_STATED PROBLEM_
Can you turn the listing, from the line with "output [[133, 418]]." to the line with "[[381, 814], [267, 1085]]", into a numbered list with the blank lines left out?
= = = =
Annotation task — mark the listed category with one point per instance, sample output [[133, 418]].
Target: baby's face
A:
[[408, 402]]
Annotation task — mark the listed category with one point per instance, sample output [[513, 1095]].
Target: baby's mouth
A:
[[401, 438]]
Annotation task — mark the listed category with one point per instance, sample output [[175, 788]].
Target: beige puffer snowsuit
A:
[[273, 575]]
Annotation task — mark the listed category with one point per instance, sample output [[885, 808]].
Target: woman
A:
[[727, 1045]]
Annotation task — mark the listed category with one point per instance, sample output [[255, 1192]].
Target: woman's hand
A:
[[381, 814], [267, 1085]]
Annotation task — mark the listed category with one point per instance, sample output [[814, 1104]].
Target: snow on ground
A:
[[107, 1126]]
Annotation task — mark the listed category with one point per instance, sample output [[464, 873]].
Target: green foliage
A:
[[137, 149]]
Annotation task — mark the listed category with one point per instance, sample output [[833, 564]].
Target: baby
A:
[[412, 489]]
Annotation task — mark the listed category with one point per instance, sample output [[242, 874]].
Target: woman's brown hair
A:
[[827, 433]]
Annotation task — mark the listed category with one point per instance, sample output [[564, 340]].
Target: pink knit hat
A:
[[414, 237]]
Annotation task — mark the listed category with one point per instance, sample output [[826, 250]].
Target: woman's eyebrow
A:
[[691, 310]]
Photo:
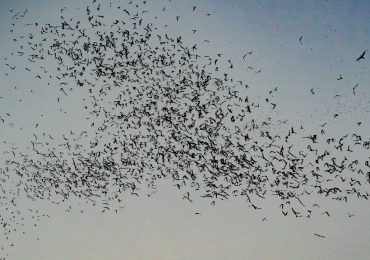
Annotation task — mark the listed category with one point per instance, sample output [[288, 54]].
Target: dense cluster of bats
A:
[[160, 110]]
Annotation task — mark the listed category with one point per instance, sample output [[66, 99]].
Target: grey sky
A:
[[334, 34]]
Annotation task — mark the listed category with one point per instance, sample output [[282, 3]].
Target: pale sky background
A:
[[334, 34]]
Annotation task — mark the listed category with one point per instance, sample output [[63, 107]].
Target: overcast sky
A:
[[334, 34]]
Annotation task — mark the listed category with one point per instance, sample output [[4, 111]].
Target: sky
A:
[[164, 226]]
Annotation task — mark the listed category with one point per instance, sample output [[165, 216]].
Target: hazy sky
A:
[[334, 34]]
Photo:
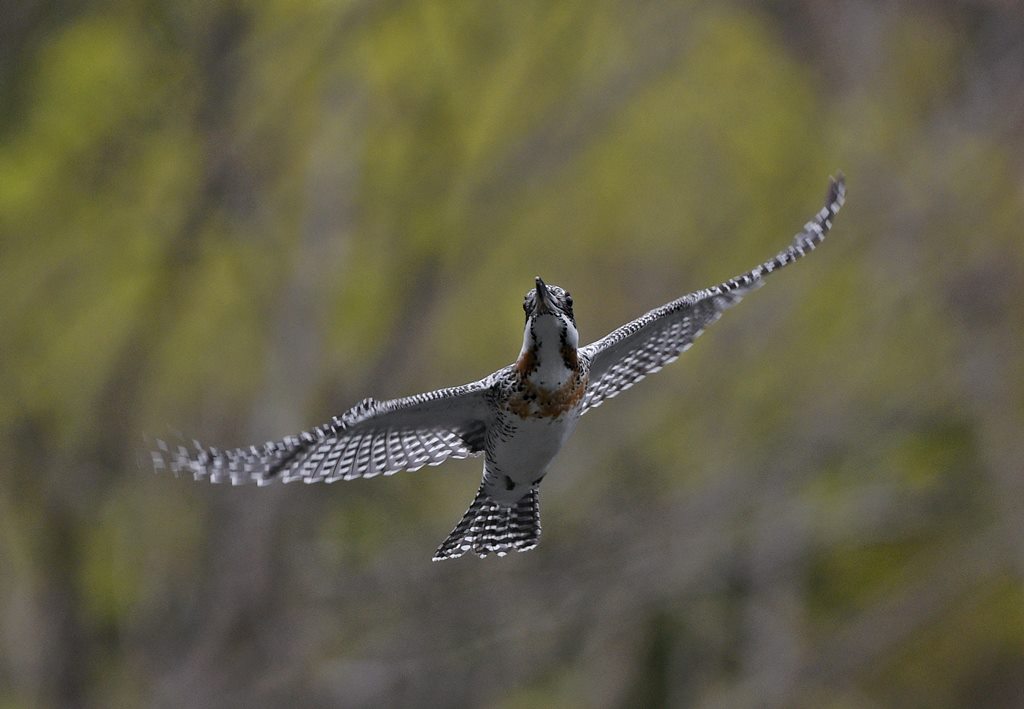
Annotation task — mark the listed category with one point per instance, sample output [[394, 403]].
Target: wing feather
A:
= = = =
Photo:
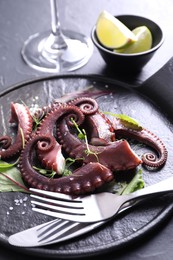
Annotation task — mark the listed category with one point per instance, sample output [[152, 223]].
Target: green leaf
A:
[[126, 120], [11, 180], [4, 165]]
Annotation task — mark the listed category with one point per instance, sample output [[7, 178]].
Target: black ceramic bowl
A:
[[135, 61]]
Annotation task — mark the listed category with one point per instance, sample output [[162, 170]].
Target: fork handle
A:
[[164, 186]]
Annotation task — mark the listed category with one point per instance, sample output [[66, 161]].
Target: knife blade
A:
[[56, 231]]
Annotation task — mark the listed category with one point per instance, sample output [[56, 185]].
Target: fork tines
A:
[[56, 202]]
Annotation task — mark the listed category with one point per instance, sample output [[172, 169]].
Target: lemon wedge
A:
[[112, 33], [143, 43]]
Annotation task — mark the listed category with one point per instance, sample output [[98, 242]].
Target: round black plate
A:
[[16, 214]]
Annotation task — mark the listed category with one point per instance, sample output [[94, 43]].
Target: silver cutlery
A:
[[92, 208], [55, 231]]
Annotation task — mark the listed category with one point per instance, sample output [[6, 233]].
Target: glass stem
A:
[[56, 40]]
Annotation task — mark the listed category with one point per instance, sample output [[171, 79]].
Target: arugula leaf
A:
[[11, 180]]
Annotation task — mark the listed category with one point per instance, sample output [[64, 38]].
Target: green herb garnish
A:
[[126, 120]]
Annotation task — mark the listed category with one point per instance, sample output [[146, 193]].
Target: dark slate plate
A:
= = = =
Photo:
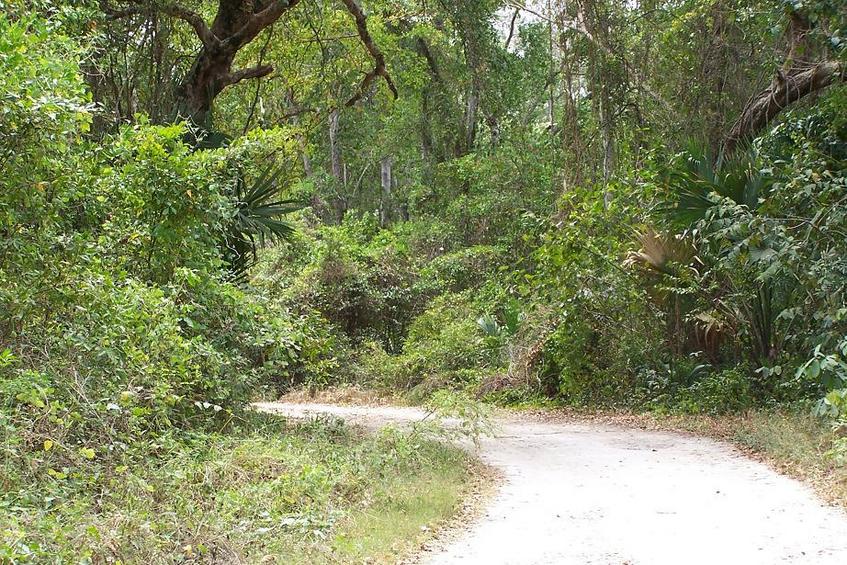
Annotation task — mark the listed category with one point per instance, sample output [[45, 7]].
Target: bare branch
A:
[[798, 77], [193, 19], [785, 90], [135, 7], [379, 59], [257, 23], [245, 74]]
= = = =
_TASK RESPONSE_
1. Annotation task — mark the listed category with one point per instance, sample output [[133, 418]].
2. Target: baby's face
3. A:
4. [[408, 402]]
5. Annotation task — mark the listed category with one point per instance, sample output [[513, 1095]].
6. Target: baby's mouth
7. A:
8. [[401, 438]]
9. Annotation task — mark the listed category with one point per instance, sample output [[175, 788]].
10. Target: beige puffer snowsuit
11. A:
12. [[273, 575]]
13. Annotation task — mark the listed category with one point per instance, sample output [[885, 808]].
14. Target: woman
15. A:
16. [[727, 1045]]
17. Annotation task — mark the listed category with one point per instance, sample output [[255, 1192]].
18. Target: woman's hand
19. A:
20. [[381, 814], [267, 1085]]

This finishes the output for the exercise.